-- Begin --

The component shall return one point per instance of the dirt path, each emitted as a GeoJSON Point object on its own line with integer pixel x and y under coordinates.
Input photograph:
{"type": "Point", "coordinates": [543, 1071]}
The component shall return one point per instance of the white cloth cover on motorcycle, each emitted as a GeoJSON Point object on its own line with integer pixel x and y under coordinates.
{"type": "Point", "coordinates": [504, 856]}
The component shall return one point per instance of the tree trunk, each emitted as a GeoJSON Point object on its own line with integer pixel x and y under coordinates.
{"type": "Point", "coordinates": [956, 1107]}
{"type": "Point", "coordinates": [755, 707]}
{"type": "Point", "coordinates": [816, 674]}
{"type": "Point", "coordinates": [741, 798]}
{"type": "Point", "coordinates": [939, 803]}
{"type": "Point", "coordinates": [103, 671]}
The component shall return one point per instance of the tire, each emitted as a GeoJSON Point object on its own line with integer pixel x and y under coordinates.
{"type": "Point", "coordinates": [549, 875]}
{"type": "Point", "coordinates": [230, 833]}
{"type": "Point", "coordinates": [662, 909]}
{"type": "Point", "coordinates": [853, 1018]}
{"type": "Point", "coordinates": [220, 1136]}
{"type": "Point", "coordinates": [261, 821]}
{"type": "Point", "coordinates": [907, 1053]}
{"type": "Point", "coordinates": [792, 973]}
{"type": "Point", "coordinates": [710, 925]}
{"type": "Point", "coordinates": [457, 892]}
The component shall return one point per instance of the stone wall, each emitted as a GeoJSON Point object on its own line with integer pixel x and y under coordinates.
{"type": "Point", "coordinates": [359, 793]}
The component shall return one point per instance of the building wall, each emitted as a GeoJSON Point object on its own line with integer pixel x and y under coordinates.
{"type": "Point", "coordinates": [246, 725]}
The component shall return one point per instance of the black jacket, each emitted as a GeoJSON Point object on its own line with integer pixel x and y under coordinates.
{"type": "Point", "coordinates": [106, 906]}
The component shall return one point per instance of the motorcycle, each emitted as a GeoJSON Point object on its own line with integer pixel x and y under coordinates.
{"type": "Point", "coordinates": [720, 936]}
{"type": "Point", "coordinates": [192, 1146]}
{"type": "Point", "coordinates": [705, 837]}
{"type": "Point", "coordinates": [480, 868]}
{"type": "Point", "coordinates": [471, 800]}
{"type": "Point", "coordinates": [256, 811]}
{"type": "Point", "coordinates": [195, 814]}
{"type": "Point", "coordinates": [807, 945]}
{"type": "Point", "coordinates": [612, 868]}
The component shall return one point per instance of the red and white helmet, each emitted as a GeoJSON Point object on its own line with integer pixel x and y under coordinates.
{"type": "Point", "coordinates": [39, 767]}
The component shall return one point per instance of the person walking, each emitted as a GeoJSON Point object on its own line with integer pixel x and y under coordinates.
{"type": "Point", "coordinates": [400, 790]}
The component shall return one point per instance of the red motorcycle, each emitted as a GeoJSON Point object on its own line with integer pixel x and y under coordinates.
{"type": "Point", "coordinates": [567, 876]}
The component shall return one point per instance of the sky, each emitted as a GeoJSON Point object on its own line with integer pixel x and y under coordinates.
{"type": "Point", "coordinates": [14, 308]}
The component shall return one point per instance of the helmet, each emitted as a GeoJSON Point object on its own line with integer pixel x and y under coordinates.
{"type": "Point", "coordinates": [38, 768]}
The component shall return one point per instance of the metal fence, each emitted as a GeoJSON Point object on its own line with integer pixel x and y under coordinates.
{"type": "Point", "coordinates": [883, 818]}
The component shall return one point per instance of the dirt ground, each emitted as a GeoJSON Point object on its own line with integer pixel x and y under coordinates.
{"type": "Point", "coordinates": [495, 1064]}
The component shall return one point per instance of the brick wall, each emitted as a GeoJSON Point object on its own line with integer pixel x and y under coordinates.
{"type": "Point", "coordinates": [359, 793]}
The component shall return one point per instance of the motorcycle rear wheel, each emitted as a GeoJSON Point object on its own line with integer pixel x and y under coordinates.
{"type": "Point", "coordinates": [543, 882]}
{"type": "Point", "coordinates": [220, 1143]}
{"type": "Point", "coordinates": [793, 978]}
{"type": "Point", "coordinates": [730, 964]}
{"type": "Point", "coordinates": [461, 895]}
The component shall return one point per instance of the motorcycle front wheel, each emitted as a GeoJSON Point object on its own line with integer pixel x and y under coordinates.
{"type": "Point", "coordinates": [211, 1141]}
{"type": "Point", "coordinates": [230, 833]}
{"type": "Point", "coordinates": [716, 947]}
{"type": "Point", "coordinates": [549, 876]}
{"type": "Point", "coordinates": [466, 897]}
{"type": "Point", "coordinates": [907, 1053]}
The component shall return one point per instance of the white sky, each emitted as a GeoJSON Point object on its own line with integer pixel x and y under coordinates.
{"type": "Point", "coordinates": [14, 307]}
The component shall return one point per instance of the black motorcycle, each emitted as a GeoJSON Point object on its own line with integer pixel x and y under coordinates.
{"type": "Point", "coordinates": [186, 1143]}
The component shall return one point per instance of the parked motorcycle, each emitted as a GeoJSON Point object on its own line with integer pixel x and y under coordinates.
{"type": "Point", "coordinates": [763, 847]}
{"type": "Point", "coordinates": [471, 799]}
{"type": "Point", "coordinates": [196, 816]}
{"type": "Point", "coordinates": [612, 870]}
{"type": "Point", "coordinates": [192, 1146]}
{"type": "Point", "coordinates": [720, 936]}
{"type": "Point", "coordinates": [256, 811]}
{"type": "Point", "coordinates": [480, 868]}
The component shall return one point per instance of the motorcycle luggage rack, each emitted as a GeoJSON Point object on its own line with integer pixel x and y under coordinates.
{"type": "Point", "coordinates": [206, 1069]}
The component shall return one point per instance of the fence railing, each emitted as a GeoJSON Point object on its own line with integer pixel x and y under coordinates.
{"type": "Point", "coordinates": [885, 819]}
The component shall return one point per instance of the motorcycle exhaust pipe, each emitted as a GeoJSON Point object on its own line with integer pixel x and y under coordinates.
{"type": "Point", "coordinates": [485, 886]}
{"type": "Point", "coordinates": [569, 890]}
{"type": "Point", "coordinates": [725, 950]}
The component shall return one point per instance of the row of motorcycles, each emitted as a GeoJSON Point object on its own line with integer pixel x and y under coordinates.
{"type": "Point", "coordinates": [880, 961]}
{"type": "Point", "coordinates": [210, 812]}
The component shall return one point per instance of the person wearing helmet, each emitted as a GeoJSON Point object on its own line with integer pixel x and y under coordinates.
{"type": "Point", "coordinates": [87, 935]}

-- End --

* **Problem to work on**
Give back exactly the lines that run from the line with "The component shall return one point per instance of the fence" through the close of the material, counting both ends, and nothing more.

* **Expected output**
The component shall return one point per instance of the fence railing, each emitted as a GeoJSON Point object on its own line with integer pixel x and y under coordinates.
{"type": "Point", "coordinates": [885, 819]}
The component shall return one point per instance of the motorcycle exhaust pipe, each emitted as a GeoJSON Point object on its own line with integer pixel x and y under coordinates.
{"type": "Point", "coordinates": [485, 886]}
{"type": "Point", "coordinates": [569, 890]}
{"type": "Point", "coordinates": [725, 950]}
The component shall return one point per instance of the row of motorcycles, each emitted as a GeoJSON Point object on its own line with integer pixel x and y under coordinates.
{"type": "Point", "coordinates": [880, 961]}
{"type": "Point", "coordinates": [210, 812]}
The component shall return one point per instance of the person wearing helmet, each emitted as a GeoJSON Point object on its own line with integer pixel x and y under coordinates.
{"type": "Point", "coordinates": [87, 935]}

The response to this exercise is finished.